問題文 ▸
後に示す談志師匠の言葉をめぐる文章から、「要するに、政治家は国民を向い」から「後回しにしていないだろうか。」までを、両端を含めてそのまま抜き出せ。

読解用抜粋 ▸
****************************************

学校は生徒の教育のために、病院は患者の治療のために、国会は国民の生活向上ために存在する。世間の常識はそうだ。だが、わずか数メートルの距離にいた談志師匠は、凝り固まった世間の常識を一刀両断した。
あのとき受けた衝撃から20年以上が経過した。昨今の世情を見渡すと、談志師匠の言葉が改めてすごみを持っていたことに気付く。
新聞やテレビの報道をみると、日々政府や企業の不祥事が伝えられている。予算の不正流用、消費者を欺(あざむ)く違法行為など、枚挙にいとまがない。
もう一度、談志師匠の言葉を読み返してほしい。政府や政治家、あるいは大企業の固有名詞をそれぞれ先の言葉に当てはめてみると、ピタリと符合するから不思議だ。
要するに、政治家は国民を向いておらず、企業も消費者ではなく、自分の利益のために動いていると言い換えることもできる。
当時の自分の身に置き換えてみると、合点がいった。駆け出し記者時代、何度もデスクに記事の書き直しを命じられ、私は腐っていた。そこで取った行動は、こうだった。
デスクの出番表を入手し、“話が分かる”デスクが出勤している時間帯を狙って出稿していたのだ。
今考えると、空恐ろしい。要するに、駆け出し記者時代の私は、読者のためではなく、自分の都合、さらに言えば、自分の稚拙さを修正してくれるデスクを避け、適当に原稿を校了してくれるデスクに腹を向けて仕事をしていたからだ。
新聞やテレビなど、大手と呼ばれるマスコミの大義名分は、読者や視聴者のためにニュースを伝えること。だが、内実は、他社を蹴落とし、取材対象者に迷惑をかけてまでスクープを取りに行くのだ。先の格言に照らせば、マスコミはマスコミ内部の評判や名誉のために仕事をしている、ということになる。
本稿読者の若いビジネスパーソンはどうか。
小うるさい上司を避け、適当にハンコを押してくれる上司にばかり報告を入れていないか。残業を早めに切り上げたいがために、顧客のクレーム処理を後回しにしていないだろうか。
こうした事態が積もり積もって、先の談志師匠のように「学校は教師のために、病院は医者のために、国会は議員のためにある」ということになるのではないか。

****************************************

抜粋データ ▸
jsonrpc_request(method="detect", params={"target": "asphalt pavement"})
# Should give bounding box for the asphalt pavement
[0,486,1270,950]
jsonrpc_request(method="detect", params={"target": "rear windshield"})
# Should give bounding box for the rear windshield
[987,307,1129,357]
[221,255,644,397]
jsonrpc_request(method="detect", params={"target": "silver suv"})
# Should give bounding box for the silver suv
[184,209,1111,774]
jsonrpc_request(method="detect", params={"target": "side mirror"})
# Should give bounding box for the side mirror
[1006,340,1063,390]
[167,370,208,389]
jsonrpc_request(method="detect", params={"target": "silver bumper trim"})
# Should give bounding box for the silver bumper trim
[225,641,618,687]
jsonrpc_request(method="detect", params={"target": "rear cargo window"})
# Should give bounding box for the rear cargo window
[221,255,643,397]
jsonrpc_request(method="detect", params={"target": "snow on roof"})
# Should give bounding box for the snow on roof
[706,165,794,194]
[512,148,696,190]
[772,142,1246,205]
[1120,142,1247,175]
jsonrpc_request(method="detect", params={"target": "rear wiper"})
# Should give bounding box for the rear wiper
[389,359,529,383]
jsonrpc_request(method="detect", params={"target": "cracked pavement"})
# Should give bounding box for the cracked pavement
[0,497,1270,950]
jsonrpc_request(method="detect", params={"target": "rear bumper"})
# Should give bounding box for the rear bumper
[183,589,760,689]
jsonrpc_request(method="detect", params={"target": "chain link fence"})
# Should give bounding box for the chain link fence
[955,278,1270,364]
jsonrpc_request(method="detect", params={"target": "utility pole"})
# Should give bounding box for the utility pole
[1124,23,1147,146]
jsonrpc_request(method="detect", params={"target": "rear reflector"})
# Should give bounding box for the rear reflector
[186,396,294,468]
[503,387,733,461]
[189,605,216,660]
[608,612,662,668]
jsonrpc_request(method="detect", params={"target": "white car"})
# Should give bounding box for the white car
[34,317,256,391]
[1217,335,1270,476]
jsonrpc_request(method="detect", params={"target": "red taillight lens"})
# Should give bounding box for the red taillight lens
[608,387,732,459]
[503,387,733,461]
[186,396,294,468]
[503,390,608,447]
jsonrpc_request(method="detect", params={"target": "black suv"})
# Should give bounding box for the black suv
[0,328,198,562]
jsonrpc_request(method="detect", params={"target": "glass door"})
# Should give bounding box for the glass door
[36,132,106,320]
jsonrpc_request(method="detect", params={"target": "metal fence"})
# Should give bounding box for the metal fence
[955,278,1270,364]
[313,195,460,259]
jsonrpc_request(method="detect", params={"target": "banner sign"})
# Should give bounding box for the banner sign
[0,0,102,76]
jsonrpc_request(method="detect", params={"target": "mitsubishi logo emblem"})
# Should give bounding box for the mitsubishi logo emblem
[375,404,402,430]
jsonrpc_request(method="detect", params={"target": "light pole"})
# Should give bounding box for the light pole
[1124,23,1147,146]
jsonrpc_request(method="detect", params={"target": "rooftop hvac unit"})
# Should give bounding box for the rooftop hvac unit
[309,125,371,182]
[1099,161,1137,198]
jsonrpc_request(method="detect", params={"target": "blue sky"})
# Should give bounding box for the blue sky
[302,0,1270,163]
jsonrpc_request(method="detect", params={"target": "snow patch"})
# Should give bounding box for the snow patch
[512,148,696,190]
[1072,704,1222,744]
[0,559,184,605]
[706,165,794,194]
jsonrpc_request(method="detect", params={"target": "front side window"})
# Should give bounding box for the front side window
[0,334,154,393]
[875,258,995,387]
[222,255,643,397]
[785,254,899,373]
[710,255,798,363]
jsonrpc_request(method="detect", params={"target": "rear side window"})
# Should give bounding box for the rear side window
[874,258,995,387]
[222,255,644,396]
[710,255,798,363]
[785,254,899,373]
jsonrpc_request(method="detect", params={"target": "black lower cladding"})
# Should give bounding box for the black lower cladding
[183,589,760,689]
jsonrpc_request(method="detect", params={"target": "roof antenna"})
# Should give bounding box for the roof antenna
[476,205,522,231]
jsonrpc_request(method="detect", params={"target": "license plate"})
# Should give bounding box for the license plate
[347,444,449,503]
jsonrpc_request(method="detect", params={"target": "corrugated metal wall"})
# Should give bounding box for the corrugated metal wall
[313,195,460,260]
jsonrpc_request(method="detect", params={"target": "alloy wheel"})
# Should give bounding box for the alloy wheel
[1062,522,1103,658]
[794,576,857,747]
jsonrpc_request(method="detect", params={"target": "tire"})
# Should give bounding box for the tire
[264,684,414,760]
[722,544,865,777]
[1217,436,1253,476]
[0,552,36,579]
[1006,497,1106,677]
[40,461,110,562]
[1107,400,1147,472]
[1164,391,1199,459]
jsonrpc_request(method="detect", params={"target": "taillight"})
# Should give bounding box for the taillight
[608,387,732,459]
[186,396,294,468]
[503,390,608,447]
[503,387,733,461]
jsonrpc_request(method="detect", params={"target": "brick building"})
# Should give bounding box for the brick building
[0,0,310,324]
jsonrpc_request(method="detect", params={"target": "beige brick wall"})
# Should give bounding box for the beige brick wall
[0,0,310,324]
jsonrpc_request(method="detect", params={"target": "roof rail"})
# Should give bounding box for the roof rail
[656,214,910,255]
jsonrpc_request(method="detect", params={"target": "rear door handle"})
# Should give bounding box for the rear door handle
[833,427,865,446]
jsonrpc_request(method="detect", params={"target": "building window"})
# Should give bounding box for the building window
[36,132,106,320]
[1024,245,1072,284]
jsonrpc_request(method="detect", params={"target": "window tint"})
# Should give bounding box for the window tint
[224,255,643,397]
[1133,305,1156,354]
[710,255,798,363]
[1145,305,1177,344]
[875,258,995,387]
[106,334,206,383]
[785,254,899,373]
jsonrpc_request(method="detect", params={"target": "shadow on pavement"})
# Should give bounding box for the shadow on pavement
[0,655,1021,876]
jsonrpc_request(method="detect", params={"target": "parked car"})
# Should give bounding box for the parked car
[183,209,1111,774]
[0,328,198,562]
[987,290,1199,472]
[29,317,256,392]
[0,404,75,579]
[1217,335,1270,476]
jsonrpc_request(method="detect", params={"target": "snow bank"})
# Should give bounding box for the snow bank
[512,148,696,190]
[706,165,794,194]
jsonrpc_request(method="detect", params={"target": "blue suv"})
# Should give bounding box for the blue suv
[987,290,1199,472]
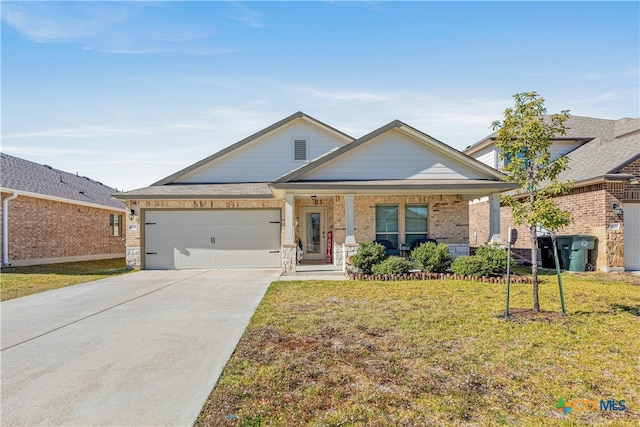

****************************************

解答 ▸
要するに、政治家は国民を向いておらず、企業も消費者ではなく、自分の利益のために動いていると言い換えることもできる。
当時の自分の身に置き換えてみると、合点がいった。駆け出し記者時代、何度もデスクに記事の書き直しを命じられ、私は腐っていた。そこで取った行動は、こうだった。
デスクの出番表を入手し、“話が分かる”デスクが出勤している時間帯を狙って出稿していたのだ。
今考えると、空恐ろしい。要するに、駆け出し記者時代の私は、読者のためではなく、自分の都合、さらに言えば、自分の稚拙さを修正してくれるデスクを避け、適当に原稿を校了してくれるデスクに腹を向けて仕事をしていたからだ。
新聞やテレビなど、大手と呼ばれるマスコミの大義名分は、読者や視聴者のためにニュースを伝えること。だが、内実は、他社を蹴落とし、取材対象者に迷惑をかけてまでスクープを取りに行くのだ。先の格言に照らせば、マスコミはマスコミ内部の評判や名誉のために仕事をしている、ということになる。
本稿読者の若いビジネスパーソンはどうか。
小うるさい上司を避け、適当にハンコを押してくれる上司にばかり報告を入れていないか。残業を早めに切り上げたいがために、顧客のクレーム処理を後回しにしていないだろうか。